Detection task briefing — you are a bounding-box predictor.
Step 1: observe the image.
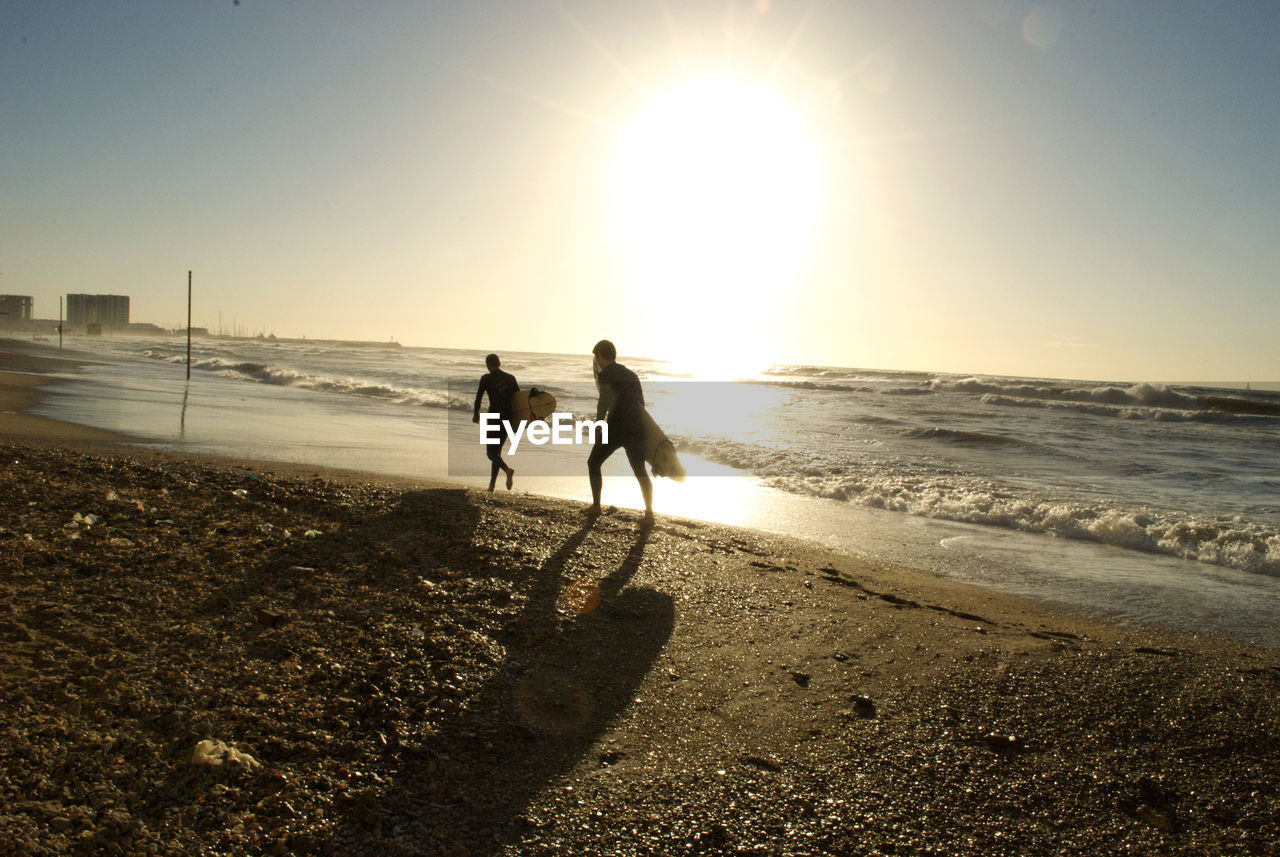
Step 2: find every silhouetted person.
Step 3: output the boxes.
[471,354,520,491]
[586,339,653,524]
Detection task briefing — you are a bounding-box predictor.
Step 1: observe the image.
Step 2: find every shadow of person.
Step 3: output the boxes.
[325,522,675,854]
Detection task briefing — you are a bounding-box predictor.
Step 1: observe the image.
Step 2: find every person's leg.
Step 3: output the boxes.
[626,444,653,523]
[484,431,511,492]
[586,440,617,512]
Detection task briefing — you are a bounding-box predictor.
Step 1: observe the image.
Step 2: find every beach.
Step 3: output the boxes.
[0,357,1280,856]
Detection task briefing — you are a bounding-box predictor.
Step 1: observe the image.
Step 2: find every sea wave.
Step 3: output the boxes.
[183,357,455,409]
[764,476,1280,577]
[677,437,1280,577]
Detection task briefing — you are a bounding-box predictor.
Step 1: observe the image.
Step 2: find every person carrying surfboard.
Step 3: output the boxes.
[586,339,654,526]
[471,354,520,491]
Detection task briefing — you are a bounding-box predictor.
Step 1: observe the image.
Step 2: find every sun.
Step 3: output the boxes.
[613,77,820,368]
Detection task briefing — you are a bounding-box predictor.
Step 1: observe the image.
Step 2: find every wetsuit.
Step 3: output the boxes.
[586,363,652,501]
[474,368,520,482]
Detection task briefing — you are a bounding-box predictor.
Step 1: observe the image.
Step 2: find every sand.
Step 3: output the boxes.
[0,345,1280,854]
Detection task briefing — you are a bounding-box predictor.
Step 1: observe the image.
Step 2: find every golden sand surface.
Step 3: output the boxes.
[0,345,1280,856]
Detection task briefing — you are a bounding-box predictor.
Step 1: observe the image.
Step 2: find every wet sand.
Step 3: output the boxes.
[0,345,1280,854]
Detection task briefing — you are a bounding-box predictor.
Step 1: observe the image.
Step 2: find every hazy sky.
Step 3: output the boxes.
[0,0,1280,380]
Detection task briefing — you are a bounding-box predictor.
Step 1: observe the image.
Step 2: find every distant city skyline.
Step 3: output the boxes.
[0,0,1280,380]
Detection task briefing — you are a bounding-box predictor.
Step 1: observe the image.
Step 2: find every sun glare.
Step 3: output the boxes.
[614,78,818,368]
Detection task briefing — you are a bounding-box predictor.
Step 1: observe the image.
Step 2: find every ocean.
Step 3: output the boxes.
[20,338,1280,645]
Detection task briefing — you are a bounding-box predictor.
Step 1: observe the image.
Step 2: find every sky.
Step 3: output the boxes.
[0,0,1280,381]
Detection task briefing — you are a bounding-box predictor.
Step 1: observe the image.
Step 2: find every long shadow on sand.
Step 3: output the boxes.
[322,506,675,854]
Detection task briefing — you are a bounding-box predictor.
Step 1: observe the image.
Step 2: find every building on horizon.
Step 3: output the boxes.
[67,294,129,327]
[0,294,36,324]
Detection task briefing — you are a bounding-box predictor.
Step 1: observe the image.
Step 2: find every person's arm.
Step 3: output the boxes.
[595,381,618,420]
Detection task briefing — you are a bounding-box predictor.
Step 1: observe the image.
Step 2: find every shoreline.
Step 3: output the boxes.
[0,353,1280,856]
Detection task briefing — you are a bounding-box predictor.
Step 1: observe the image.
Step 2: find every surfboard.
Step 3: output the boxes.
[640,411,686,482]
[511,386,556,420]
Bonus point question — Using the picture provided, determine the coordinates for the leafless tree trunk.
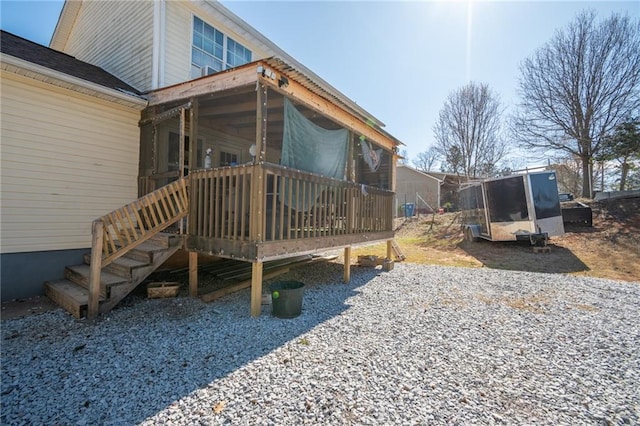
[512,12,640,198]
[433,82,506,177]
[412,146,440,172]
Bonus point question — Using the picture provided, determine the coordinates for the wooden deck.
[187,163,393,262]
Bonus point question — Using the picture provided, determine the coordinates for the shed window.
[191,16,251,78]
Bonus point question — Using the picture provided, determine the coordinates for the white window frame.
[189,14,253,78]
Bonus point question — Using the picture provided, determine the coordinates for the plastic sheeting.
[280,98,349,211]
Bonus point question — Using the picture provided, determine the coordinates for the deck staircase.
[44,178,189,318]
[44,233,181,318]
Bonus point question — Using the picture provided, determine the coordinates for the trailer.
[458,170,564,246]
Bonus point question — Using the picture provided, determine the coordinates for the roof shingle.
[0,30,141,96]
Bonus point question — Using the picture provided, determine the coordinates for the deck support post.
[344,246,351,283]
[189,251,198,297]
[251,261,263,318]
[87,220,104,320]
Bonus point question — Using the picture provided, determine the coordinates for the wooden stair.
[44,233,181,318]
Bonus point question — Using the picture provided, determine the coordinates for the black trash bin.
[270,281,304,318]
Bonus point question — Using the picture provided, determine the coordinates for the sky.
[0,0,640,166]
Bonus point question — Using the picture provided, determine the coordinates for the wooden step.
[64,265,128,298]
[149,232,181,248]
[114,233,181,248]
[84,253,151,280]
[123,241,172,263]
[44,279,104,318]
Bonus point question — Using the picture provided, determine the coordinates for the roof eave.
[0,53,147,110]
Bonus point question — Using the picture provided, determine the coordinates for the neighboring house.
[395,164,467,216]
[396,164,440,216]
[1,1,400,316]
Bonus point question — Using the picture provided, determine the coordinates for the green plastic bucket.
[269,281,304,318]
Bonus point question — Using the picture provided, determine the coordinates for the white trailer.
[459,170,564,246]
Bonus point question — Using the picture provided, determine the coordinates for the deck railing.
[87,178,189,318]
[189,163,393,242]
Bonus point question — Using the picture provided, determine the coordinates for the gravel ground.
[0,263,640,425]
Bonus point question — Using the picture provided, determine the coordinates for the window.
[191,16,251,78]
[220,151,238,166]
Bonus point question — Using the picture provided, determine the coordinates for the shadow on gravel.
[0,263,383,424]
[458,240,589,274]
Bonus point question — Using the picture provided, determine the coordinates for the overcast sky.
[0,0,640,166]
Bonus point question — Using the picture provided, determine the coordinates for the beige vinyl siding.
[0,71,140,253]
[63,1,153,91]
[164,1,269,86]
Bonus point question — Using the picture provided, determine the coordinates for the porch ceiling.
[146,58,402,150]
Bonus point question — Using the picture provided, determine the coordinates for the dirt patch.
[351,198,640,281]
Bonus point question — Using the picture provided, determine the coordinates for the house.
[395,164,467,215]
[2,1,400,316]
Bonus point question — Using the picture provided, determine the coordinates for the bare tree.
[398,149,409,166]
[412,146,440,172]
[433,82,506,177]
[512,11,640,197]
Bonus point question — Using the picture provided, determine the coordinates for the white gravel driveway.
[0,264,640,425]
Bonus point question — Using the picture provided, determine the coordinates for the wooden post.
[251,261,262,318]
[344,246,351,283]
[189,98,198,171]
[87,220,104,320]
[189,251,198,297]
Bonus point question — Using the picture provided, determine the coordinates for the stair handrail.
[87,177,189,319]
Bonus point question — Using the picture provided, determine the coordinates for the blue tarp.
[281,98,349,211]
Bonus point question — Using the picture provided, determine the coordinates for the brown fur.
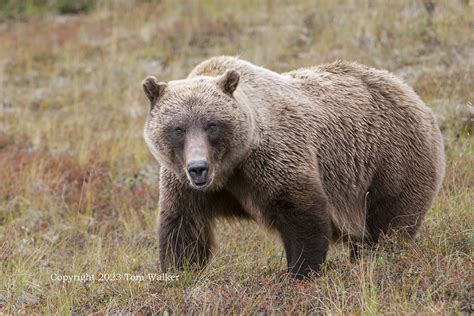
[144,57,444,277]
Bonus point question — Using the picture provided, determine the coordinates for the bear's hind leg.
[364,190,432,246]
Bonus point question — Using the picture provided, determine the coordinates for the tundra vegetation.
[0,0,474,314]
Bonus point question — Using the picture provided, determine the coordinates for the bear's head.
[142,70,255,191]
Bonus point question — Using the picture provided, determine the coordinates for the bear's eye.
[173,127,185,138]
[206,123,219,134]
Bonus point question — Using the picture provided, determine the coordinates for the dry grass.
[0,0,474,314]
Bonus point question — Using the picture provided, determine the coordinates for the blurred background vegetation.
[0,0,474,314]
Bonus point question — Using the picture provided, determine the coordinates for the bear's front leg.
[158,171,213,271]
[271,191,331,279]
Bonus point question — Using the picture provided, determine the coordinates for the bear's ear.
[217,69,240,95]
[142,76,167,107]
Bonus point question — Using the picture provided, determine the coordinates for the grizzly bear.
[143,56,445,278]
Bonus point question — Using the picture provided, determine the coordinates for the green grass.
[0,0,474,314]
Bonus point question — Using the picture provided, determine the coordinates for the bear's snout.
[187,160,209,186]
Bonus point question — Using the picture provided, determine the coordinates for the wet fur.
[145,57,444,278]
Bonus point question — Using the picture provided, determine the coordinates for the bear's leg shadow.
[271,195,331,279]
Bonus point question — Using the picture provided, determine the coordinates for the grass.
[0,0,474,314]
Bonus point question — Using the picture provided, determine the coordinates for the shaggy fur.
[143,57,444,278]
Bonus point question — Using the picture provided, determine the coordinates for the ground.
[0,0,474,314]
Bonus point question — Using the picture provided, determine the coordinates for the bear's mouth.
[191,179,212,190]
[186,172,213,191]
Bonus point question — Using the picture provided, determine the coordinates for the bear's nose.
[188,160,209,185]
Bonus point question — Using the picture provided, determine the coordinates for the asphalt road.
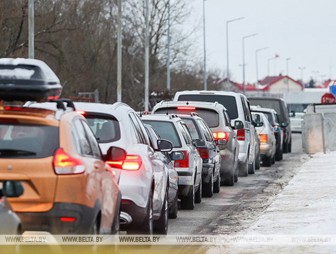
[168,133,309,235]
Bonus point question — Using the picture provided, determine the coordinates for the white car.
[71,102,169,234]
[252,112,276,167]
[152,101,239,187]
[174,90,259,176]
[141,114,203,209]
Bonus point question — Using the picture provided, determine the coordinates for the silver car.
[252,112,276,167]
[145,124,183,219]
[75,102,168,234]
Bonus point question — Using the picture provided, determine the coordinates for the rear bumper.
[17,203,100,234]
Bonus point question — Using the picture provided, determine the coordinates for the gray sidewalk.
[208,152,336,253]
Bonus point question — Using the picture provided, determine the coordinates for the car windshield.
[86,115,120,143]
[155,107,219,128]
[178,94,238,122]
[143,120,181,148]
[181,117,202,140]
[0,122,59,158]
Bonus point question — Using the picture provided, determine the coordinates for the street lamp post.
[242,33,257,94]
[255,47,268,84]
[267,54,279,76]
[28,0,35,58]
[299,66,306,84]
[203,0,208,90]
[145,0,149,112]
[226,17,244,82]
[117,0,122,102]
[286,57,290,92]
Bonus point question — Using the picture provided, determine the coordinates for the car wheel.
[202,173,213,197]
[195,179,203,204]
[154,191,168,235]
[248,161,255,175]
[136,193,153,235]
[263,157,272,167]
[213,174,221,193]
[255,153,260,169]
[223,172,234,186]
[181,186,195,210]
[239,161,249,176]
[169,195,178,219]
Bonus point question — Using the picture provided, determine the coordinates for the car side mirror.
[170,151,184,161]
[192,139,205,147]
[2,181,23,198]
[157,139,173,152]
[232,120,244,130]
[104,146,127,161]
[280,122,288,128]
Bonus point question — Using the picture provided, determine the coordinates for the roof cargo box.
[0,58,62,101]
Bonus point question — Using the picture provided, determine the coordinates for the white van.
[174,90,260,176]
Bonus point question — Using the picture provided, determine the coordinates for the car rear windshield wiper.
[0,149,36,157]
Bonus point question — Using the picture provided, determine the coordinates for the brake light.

^^^^

_Description of the task_
Rewrite every line from the line that contains "the dry grass." through the line that contains "[186,172,213,191]", and include the wording of each item. In the answers, shift each bounding-box coordinate up by 127, and give nothing beyond those lines.

_Task response_
Bonus point question — Using the picture provided, determine the coordinates for the dry grass.
[127,127,601,441]
Bonus point question — Using the picture provided, determine the coordinates for the blurred background vegetation.
[127,127,601,441]
Bonus point question — Using the picture provided, determine the coordinates for the bear's front leg.
[285,298,340,398]
[398,318,458,406]
Bonus point question — Using the picture provided, determine the coordinates for the bear's ear.
[344,196,367,222]
[269,203,294,234]
Bonus point question — Using the picture provided, determine the coordinates for the grizzly bear.
[270,183,572,405]
Bonus point question — Using the picture provided, determine the coordinates for the green grass.
[127,127,601,441]
Bonus point question — Using the picture provided, determine the coordinates for the bear's snout.
[314,287,336,313]
Bonus point question — Using the picture provided, determine the coordinates for the wet fur.
[272,184,571,405]
Bonus point question — Using the picture provided, determine the coordinates for the bear's leg shadow.
[398,322,458,406]
Bonus point question — Using the picture provided, determine the coordinates for the grass.
[127,127,601,441]
Bonus point question — Using the picture provided, determine the coordinates for the shaggy fur.
[270,184,571,405]
Bonus point question — Using the picture provided, determine the coordinates for the ground.
[127,127,601,441]
Bonus point question — Using the picture provided, determine the coordinates for the bear's mouth.
[318,306,339,317]
[313,299,340,318]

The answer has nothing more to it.